In general, though, Tibetans say that they are benefiting from the tourism economy and that standards of living are rising, even if they are conflicted about the impact of tourism on their culture.
Lobsang Tenzin, an ethnic Tibetan who co-founded an adventure tour company called Khampa Caravan, once lived as a nomad, riding horses wherever his family took him. It was a hard life, he said. Now he has enough money to buy most everything he wants and voices the lament of the upwardly mobile the world over: "I've already changed my TV three times. Every three or four years I need a bigger, more expensive one."
Tourism, he said, "in one part helps and in one part destroys" the culture. "In some villages, they are very traditional, but then they get more and more tourists. Later you see everyone in blue jeans and leather jackets."
Ben Hillman, an expert in Tibetan culture at Australian National University, said it's better for tourism to be shaped by locals than controlled by mega-tourism companies and hotel chains. "If we can help local people get into the tourism industry, we can let them present their culture how they see it," Hillman said.
Hillman is co-founder of the Eastern Tibet Training Institute, a small nongovernmental organization that provides vocational training each year for about 100 rural youth, mostly poor ethnic minorities living in villages near Shangri-La. The four-month program teaches English and basic skills to help the young people get jobs with some of the town's tonier hotels and tour companies.
Illiteracy among Tibetans is among the highest in China. Jian's older sister, for example, did not attend school because her family could not afford even the marginal fees of primary school. She cannot read or write and can speak only Tibetan. She was married at 17, unhappily, and divorced. Now, she has no opportunity to leave the family farm as Jian did.
"I don't want to get married," Jian said, as she rode in a car back to Shangri-La after visiting her family. "Many people in my village have gotten divorced."

INFORMATION GIVEN.
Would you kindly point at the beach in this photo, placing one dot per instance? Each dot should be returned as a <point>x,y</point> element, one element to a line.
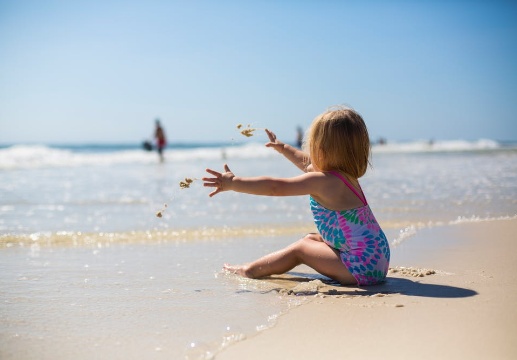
<point>87,269</point>
<point>465,310</point>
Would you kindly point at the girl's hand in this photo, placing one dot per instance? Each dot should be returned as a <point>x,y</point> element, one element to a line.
<point>221,181</point>
<point>274,143</point>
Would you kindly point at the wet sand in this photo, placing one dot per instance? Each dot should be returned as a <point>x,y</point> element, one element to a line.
<point>452,300</point>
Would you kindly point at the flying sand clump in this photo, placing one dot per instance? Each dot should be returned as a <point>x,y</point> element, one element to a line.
<point>186,183</point>
<point>248,131</point>
<point>160,213</point>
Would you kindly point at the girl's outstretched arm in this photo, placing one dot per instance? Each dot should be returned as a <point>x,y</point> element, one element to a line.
<point>264,185</point>
<point>296,156</point>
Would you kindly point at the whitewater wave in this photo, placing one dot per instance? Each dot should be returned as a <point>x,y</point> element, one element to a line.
<point>39,156</point>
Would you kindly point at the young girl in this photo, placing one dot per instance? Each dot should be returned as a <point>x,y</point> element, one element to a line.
<point>350,246</point>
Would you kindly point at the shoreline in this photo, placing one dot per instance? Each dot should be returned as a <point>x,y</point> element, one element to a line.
<point>464,310</point>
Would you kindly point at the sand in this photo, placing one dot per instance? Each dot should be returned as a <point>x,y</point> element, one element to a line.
<point>455,299</point>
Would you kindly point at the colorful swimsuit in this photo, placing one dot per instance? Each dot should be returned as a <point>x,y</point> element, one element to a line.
<point>357,236</point>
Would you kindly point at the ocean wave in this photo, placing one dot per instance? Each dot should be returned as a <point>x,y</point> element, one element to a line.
<point>40,156</point>
<point>436,146</point>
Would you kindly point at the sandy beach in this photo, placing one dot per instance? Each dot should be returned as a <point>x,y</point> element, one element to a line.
<point>452,300</point>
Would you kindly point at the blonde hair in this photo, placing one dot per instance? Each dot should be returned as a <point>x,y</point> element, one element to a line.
<point>338,140</point>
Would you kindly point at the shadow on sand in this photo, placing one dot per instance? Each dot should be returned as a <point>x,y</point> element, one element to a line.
<point>393,285</point>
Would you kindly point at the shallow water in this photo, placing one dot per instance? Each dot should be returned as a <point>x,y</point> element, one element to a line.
<point>88,270</point>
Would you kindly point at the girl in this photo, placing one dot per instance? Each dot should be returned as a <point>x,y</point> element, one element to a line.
<point>350,247</point>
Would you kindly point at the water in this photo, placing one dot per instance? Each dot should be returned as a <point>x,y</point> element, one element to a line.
<point>88,270</point>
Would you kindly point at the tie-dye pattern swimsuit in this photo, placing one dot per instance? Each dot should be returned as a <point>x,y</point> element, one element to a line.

EXERCISES.
- a) In the article on Tibetan tourism, how long is the Eastern Tibet Training Institute's program?
- b) Please pick up the article on Tibetan tourism where it stops and write the next few paragraphs.

SOLVED TASKS.
- a) Four months.

- b)
Jian attended the vocational training in Hillman's program, free to those who qualify, and landed a job at a small, funky guesthouse in Shangri-La, called the Upstream Poet Hostel. Its manager, Tian Yong, is a Chinese poet who came to Shangri-La, as many Chinese do these days, seeking something more meaningful than just making money.
"I want to stay here many years," he said, sipping tea and lounging on a bench near a potbellied stove in his hotel's lobby. He pays Jian and his two other Tibetan workers 1,500 yuan a month, almost $220, plus free room and board.
In this environment, young Tibetans are defining their own identity while also trying to attain a more secure and comfortable life.
Jian prefers her Chinese name to her Tibetan one. She eschews the traditional Tibetan garb that her mother and sister wear. She keeps her hair in a bob and her cellphone close.
But Jian also visits a Buddhist temple four times a week and says her dream is to make a pilgrimage to Lhasa, the spiritual and political center of Tibetan culture.
She loves to sing Tibetan songs. A guest at her hotel once heard her sing and promised to make contacts for her in Kunming, the provincial capital, to see if there were scholarships available for Jian to study music.
Jian said she will divide her first paycheck of $220 this way: $175 will go to her family, $30 for gifts and $15 for herself.
She loves her family and the farm but also loves her new life -- a room to herself, books and access to a computer, her first. Her mother, she said, worries and has told her to come home at the first sign of trouble.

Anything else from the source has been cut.